REQUIRED WORK ->
(A) In the COVID-19 travel update, who announced Canada's suspension of flights from India and Pakistan?
(B) Reproduce the COVID-19 travel update word for word, starting at "Latest update: May" and ending at "passports in Canada.".

═════ SELECTED EXCERPT

Latest update: May 10, 2021
Most recent updates to Canada’s COVID-19 travel restrictions & immigration policies
Vaccine passports may be used to facilitate international travel: Many of Canada’s top politicians and policymakers have suggested that proof of vaccination is likely to be a factor in facilitating international travel in and out of Canada. Find out all the latest in our regularly updated guide to vaccine passports in Canada.
Canada bans flights from India and Pakistan for 30 days: Effective April 22 at 11:30pm, Canada is suspending all commercial and private passenger flights arriving in Canada from India and Pakistan for 30 days. This measure was announced by Canada’s Transport Minister, Omar Alghabra.
The flight ban comes as India reports record-high numbers of COVID-19 infections, surpassing 300,000 new infections in a single day. A new COVID-19 variant of concern, B.1.617, is thought to be driving some of India’s new surge — and questions about vaccine efficacy against this variant have prompted other countries to impose flight bans on Indian travellers as well.

══════════
═════ AVAILABLE DATA

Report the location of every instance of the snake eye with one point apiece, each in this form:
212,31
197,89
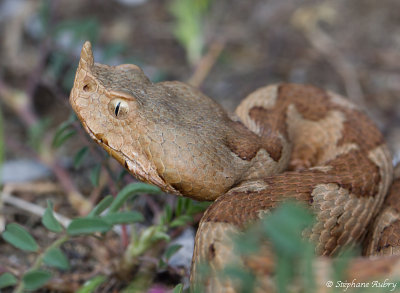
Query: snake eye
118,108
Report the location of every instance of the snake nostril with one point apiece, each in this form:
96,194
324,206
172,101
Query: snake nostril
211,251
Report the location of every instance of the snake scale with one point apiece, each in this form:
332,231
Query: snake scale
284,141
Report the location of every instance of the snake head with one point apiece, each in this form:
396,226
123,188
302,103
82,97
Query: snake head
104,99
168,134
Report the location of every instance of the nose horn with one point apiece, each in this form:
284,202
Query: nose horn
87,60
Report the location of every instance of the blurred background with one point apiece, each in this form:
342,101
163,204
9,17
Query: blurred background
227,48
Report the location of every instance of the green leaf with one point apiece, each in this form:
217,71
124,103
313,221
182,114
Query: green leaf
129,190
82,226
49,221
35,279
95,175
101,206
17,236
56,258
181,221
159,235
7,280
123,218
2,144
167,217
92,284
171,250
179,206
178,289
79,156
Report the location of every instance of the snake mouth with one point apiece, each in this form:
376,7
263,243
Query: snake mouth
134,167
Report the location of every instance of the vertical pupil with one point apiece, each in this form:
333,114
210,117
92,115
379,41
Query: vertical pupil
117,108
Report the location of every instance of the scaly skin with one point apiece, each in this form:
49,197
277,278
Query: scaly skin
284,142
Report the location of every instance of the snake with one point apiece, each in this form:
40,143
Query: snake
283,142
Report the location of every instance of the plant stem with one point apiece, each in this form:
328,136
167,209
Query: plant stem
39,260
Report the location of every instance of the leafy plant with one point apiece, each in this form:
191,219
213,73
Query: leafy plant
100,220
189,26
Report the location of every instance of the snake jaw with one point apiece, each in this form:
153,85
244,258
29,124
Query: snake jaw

══════════

TASK-BY-TASK OUTPUTS ->
(A) Canada's Transport Minister, Omar Alghabra.

(B)
Latest update: May 10, 2021
Most recent updates to Canada’s COVID-19 travel restrictions & immigration policies
Vaccine passports may be used to facilitate international travel: Many of Canada’s top politicians and policymakers have suggested that proof of vaccination is likely to be a factor in facilitating international travel in and out of Canada. Find out all the latest in our regularly updated guide to vaccine passports in Canada.